- Opening Delimiter -
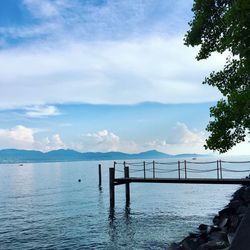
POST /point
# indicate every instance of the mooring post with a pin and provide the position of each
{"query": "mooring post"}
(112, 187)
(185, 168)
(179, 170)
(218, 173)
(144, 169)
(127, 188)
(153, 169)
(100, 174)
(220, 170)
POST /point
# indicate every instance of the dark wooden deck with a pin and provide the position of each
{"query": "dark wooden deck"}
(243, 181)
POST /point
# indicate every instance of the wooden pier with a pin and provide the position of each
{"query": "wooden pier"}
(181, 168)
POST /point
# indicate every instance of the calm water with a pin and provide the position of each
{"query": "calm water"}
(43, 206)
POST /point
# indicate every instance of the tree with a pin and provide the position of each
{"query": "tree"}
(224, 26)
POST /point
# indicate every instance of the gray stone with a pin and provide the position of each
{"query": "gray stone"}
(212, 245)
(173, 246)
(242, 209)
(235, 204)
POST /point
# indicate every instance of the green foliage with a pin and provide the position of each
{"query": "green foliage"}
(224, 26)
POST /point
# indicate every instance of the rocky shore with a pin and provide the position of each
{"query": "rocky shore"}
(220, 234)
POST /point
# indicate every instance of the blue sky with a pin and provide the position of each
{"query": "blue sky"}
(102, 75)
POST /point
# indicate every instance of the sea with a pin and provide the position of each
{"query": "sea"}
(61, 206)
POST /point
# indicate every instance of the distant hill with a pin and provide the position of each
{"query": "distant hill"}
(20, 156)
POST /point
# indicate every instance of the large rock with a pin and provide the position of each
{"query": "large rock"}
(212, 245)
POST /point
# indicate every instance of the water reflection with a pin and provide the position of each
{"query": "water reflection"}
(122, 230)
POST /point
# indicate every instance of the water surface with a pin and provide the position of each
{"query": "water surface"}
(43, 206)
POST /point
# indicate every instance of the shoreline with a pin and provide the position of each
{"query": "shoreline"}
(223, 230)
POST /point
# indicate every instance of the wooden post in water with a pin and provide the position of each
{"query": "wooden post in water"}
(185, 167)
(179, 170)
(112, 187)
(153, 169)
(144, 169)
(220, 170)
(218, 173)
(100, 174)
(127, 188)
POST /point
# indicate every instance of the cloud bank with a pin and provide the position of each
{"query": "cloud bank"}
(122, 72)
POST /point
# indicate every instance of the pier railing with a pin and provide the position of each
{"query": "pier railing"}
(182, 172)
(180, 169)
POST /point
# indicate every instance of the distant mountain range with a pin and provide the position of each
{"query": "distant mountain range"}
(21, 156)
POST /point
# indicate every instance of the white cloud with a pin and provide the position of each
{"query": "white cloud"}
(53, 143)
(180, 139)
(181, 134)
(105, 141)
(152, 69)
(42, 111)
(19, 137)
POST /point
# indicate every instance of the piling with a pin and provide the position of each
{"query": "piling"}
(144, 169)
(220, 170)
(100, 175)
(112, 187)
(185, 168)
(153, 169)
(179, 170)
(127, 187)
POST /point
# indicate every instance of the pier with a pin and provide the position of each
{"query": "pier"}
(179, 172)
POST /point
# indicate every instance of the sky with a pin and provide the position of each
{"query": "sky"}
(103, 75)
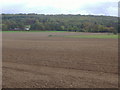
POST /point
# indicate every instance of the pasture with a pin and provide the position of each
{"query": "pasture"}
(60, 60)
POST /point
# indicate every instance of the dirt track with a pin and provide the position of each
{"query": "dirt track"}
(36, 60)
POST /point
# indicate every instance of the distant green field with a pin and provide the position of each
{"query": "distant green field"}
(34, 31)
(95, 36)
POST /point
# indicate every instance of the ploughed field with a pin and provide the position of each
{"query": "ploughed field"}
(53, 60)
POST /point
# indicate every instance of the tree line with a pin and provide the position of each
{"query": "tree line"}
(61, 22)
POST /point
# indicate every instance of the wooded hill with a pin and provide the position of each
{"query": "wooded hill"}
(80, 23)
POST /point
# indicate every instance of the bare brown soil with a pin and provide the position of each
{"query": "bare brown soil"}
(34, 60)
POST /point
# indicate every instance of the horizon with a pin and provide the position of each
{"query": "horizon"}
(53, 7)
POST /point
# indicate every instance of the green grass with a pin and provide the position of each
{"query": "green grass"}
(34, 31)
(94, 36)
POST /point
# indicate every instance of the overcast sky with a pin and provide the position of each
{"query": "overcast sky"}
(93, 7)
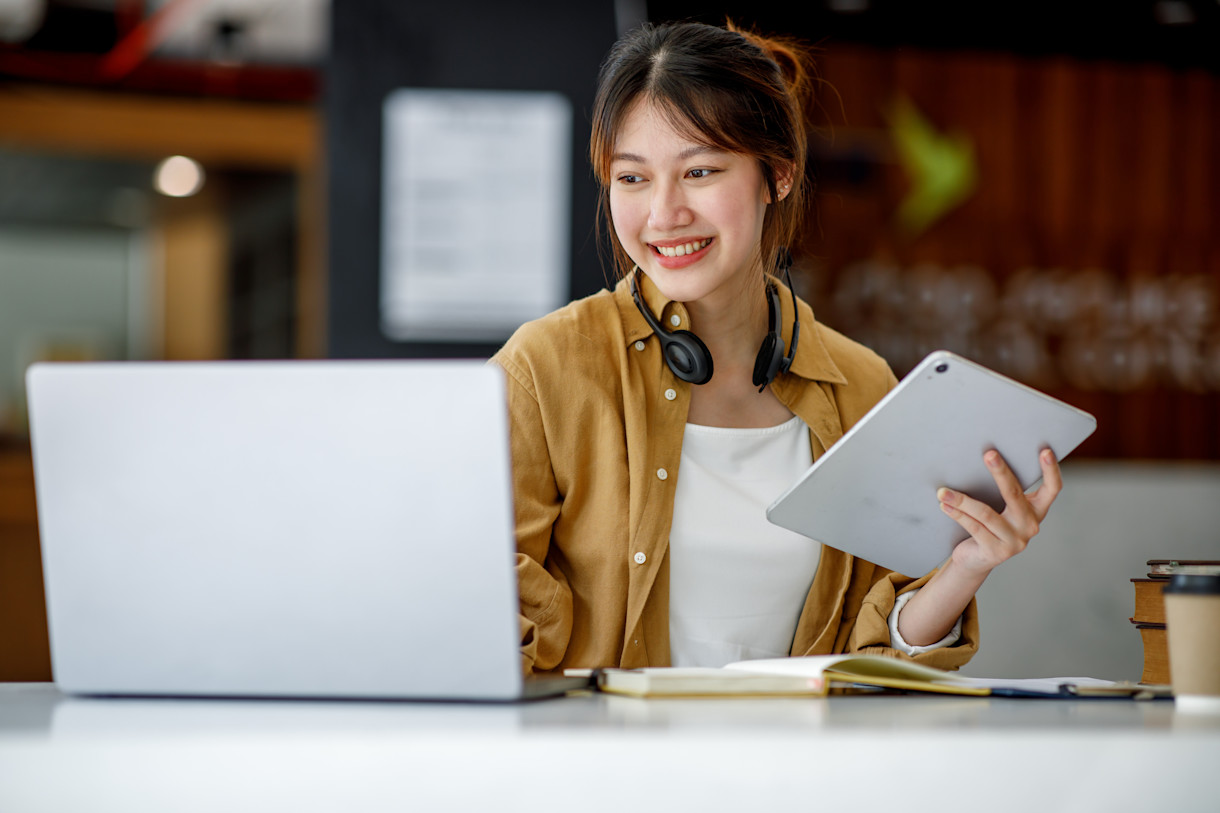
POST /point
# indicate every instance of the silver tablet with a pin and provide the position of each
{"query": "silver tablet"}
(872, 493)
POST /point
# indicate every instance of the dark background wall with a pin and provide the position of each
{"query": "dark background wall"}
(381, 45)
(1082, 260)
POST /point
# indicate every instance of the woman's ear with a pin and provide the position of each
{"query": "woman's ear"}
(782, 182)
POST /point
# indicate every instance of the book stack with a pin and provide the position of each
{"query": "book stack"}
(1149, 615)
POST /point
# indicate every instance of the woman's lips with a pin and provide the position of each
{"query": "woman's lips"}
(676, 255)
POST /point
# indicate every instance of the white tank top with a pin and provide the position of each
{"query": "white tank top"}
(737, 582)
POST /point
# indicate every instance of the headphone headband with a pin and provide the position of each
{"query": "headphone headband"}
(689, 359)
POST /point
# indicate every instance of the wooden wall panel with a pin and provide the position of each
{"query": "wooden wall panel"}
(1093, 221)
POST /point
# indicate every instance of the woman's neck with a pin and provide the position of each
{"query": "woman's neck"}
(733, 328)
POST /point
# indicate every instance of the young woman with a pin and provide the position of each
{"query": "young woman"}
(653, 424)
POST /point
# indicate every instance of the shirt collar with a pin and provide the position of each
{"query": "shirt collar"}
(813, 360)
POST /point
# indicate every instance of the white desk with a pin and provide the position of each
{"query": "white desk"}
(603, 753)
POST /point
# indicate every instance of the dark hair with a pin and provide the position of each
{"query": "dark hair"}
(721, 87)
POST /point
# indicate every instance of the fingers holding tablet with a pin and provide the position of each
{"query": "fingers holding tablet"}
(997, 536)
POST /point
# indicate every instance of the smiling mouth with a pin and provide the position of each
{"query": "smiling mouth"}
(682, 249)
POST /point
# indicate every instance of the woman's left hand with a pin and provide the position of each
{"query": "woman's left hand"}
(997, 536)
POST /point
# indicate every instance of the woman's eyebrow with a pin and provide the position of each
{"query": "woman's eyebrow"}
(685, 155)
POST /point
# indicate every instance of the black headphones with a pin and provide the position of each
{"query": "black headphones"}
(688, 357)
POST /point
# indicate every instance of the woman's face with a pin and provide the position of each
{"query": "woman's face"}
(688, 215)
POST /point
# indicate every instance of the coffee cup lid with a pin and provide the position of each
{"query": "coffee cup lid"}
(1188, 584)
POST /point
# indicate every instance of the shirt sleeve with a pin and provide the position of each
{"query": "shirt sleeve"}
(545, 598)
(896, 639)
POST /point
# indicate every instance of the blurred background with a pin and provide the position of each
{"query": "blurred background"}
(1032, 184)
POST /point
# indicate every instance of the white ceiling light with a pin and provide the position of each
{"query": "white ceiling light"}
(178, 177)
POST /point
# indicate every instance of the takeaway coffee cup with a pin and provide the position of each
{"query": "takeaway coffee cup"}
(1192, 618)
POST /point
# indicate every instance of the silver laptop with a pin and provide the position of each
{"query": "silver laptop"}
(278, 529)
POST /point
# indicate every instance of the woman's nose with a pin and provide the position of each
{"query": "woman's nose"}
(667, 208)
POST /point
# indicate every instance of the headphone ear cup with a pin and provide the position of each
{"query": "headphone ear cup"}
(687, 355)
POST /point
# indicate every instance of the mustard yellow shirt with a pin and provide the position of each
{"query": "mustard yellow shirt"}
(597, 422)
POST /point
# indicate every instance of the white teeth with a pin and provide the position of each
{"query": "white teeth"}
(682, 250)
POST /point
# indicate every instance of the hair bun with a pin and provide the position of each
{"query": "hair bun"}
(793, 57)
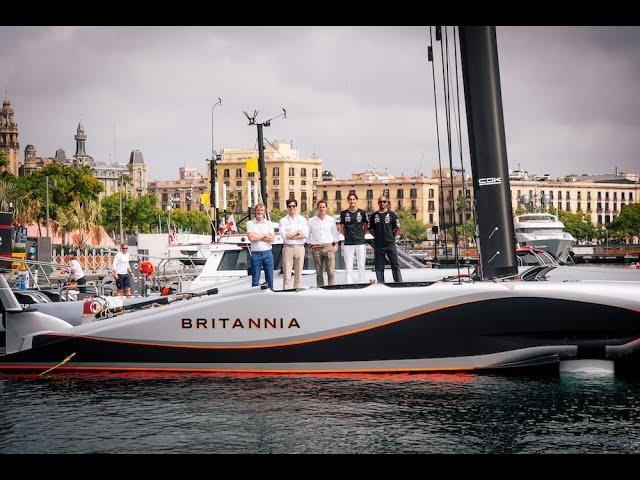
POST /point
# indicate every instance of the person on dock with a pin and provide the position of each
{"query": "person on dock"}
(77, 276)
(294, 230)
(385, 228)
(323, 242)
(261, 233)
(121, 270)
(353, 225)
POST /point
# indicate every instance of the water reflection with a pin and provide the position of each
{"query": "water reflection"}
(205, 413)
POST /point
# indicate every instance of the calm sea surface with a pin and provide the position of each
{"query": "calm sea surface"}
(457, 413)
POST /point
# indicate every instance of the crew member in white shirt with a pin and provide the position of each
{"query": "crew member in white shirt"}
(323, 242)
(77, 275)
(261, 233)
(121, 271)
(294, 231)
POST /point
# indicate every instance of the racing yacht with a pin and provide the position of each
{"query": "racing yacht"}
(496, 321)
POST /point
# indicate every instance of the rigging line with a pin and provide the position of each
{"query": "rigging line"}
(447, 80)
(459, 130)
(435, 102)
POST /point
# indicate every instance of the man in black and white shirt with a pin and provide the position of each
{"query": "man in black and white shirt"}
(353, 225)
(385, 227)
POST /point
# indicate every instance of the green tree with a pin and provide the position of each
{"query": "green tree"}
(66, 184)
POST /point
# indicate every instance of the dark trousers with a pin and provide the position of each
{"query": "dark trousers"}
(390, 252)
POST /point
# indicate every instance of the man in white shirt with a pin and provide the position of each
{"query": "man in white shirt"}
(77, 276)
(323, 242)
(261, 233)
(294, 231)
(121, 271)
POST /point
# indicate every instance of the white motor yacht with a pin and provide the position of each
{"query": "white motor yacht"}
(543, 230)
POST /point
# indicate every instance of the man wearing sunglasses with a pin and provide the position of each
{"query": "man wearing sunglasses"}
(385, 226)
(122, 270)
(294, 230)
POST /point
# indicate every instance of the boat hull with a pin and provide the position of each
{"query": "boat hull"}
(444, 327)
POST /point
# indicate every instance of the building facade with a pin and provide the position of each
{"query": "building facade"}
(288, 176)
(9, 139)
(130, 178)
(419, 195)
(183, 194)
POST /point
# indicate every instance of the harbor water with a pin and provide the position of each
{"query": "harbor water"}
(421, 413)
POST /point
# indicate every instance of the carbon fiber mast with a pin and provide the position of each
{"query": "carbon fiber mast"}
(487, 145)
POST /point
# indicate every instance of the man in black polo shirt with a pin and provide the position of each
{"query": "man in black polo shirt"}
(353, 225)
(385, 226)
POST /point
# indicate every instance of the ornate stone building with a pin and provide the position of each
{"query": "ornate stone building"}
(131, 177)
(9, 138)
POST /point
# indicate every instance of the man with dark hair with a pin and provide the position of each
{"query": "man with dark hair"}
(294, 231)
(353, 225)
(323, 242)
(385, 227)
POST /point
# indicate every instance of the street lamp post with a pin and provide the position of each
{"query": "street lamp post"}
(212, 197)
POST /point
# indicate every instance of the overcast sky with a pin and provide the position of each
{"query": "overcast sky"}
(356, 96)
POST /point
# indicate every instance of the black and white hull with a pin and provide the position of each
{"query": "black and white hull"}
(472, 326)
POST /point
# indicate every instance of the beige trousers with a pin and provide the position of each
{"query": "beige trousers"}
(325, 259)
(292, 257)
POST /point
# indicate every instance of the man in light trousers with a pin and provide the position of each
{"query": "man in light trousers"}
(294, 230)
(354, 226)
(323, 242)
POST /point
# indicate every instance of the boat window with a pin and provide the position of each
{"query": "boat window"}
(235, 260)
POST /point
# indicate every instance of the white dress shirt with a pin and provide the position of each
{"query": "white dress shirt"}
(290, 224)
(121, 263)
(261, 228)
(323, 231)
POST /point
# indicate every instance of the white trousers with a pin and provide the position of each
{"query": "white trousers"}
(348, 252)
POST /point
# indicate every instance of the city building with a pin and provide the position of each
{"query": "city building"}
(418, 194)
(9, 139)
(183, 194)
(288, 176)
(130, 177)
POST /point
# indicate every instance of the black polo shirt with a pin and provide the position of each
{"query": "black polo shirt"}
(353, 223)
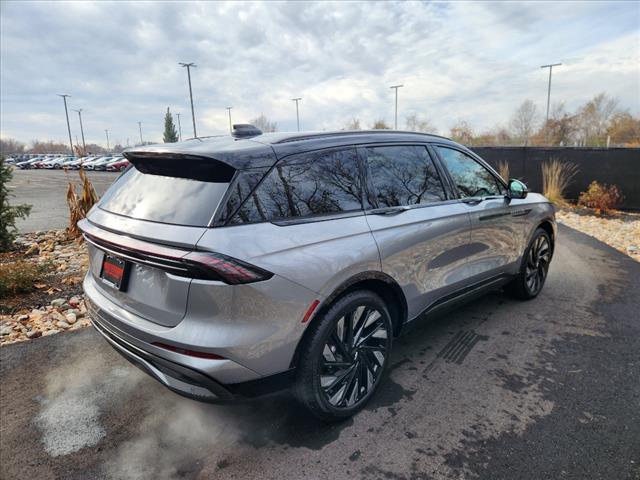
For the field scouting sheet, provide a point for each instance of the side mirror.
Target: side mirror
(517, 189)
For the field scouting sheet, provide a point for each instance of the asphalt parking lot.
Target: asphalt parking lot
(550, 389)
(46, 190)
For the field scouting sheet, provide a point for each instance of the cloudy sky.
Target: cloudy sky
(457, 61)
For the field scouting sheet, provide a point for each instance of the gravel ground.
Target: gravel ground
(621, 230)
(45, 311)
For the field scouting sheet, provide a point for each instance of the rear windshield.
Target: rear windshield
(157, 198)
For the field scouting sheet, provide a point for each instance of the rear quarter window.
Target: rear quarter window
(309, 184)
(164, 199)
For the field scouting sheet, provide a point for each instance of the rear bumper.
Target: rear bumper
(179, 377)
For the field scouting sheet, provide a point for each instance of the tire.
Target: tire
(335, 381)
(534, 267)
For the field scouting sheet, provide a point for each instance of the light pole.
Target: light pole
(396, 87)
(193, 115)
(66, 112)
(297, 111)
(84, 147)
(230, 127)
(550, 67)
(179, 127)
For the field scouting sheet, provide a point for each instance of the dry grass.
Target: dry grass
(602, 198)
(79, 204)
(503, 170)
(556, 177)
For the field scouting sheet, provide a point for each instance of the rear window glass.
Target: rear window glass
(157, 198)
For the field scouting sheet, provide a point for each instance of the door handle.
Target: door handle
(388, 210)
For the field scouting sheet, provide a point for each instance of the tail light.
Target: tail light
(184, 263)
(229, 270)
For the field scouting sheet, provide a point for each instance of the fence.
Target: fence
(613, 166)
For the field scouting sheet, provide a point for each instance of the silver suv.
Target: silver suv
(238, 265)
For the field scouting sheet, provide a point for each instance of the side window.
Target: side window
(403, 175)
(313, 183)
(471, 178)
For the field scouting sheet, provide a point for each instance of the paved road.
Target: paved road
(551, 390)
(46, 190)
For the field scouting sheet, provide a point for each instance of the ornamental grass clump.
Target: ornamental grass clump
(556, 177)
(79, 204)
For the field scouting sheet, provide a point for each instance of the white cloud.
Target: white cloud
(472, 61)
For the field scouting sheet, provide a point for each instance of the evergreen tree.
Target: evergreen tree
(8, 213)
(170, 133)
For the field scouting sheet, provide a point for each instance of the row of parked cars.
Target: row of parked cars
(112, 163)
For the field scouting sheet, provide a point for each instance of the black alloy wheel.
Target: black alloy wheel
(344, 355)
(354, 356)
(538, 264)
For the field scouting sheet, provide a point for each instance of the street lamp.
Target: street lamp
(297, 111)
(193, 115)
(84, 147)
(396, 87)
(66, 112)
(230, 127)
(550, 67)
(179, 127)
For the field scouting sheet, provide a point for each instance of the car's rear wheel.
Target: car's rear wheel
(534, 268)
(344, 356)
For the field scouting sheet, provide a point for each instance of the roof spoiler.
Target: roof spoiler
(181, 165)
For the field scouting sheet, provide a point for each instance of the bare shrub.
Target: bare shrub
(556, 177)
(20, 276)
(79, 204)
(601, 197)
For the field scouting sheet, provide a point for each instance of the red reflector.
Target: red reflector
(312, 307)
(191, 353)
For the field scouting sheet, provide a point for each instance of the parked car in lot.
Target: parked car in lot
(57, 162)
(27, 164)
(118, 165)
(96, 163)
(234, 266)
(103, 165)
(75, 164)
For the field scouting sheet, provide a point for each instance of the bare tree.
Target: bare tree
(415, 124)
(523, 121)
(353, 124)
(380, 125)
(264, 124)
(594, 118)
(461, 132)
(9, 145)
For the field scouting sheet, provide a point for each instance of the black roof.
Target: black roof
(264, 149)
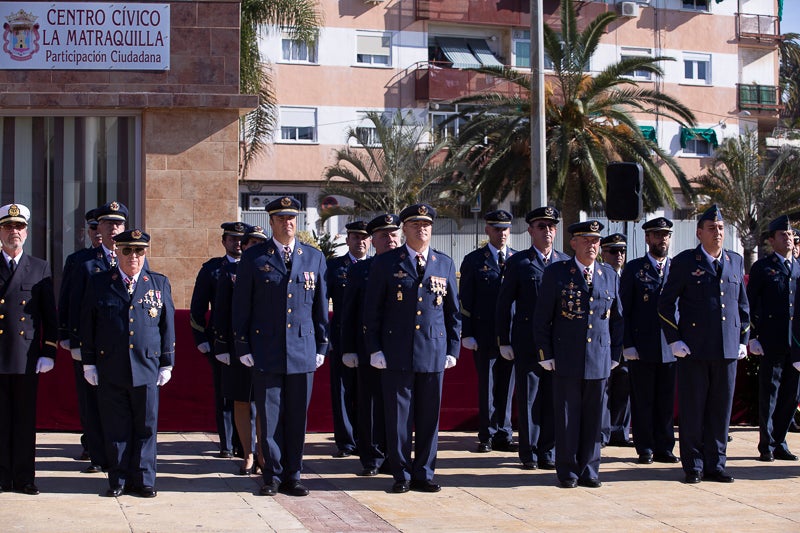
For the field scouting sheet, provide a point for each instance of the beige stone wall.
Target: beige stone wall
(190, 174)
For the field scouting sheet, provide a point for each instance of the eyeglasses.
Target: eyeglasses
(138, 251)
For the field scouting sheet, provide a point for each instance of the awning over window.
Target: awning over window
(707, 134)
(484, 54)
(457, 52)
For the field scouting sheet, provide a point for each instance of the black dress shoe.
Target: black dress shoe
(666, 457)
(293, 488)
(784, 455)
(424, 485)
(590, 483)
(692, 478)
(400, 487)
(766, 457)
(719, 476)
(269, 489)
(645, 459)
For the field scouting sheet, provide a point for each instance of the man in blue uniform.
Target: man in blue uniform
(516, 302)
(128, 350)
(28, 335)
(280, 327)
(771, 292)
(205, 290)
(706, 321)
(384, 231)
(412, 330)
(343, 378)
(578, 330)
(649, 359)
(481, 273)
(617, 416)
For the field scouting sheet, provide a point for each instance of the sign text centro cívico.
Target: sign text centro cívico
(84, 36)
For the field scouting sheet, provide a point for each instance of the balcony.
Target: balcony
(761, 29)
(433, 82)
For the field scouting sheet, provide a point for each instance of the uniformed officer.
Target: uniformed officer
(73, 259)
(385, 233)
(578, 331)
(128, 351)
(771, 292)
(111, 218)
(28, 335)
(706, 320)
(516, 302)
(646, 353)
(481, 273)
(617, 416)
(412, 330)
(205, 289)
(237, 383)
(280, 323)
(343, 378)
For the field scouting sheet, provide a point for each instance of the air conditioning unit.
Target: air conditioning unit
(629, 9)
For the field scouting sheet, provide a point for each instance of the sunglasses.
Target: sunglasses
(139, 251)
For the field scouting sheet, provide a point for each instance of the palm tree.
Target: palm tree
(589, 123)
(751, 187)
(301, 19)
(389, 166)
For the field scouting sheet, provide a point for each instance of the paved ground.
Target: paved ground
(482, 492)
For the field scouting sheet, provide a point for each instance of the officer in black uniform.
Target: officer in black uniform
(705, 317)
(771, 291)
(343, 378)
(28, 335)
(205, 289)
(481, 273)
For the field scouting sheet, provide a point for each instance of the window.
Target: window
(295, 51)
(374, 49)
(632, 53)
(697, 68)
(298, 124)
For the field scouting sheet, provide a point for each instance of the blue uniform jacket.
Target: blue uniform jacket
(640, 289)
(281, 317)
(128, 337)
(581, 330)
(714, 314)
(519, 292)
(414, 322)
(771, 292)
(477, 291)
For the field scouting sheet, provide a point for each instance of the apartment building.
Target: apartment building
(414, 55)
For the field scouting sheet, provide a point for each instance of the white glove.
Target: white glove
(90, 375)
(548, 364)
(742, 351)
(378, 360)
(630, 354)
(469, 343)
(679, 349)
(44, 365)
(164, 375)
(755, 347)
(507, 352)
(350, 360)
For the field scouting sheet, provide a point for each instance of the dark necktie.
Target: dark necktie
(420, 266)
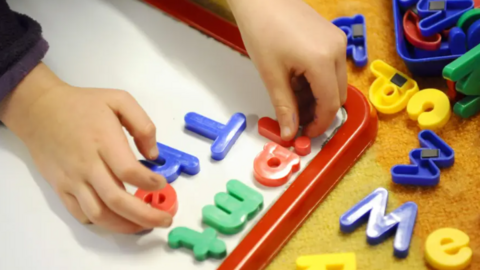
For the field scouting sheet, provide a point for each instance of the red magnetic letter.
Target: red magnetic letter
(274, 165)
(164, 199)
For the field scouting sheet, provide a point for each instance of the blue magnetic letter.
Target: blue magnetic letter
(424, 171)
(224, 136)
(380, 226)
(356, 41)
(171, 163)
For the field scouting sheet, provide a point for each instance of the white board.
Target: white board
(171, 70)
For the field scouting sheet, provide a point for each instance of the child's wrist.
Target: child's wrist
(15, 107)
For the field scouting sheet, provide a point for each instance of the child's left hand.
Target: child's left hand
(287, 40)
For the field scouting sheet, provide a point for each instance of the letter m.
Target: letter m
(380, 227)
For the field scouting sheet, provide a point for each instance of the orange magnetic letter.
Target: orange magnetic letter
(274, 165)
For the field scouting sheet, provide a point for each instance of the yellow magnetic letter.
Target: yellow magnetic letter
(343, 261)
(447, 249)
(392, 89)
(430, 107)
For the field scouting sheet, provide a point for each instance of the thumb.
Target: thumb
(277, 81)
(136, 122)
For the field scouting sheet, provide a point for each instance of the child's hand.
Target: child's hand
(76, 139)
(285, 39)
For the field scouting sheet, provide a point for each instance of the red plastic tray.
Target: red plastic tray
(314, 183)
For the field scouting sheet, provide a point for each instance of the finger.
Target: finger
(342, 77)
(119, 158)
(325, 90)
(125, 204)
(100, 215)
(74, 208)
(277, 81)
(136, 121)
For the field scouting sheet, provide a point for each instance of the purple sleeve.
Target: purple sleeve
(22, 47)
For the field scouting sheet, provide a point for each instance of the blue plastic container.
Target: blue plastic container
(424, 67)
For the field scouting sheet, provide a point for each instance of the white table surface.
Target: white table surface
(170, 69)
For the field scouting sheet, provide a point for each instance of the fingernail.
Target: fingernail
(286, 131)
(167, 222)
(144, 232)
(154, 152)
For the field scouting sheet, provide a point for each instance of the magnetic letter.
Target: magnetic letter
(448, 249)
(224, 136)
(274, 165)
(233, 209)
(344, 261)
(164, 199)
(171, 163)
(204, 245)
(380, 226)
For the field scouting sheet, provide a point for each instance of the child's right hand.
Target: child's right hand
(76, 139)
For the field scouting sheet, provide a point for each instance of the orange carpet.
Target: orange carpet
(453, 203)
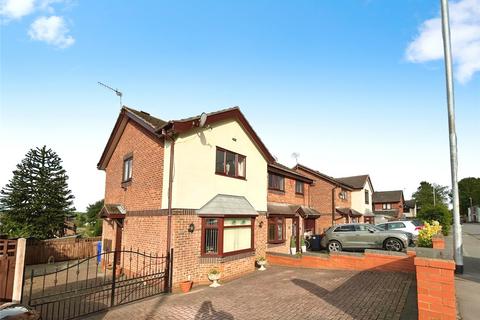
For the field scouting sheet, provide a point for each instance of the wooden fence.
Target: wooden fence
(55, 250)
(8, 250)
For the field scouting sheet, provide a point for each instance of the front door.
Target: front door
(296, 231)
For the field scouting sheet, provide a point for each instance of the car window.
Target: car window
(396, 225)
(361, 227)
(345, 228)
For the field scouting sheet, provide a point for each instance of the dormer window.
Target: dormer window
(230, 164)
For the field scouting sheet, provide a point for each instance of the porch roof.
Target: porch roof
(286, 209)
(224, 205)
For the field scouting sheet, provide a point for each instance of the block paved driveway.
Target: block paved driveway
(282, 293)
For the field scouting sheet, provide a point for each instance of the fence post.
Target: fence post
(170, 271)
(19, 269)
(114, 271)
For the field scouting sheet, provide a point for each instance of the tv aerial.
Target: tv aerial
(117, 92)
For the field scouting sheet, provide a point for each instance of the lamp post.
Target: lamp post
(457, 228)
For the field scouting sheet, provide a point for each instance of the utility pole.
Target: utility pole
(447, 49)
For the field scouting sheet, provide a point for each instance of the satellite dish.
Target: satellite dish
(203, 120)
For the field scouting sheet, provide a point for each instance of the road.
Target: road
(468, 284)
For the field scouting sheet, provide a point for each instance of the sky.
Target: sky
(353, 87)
- Closing Delimiter -
▶ [What this task involves] When you reach the line containing "of the road." in the data above, retype it and each line after it through the final one, exactly as written.

▶ [Solution to this exercise]
For the field scouting sheet, provide a point for each instance of the road.
Target: road
(468, 284)
For the field scouting sheet, provide a point for each instance of the sky.
Target: sky
(353, 87)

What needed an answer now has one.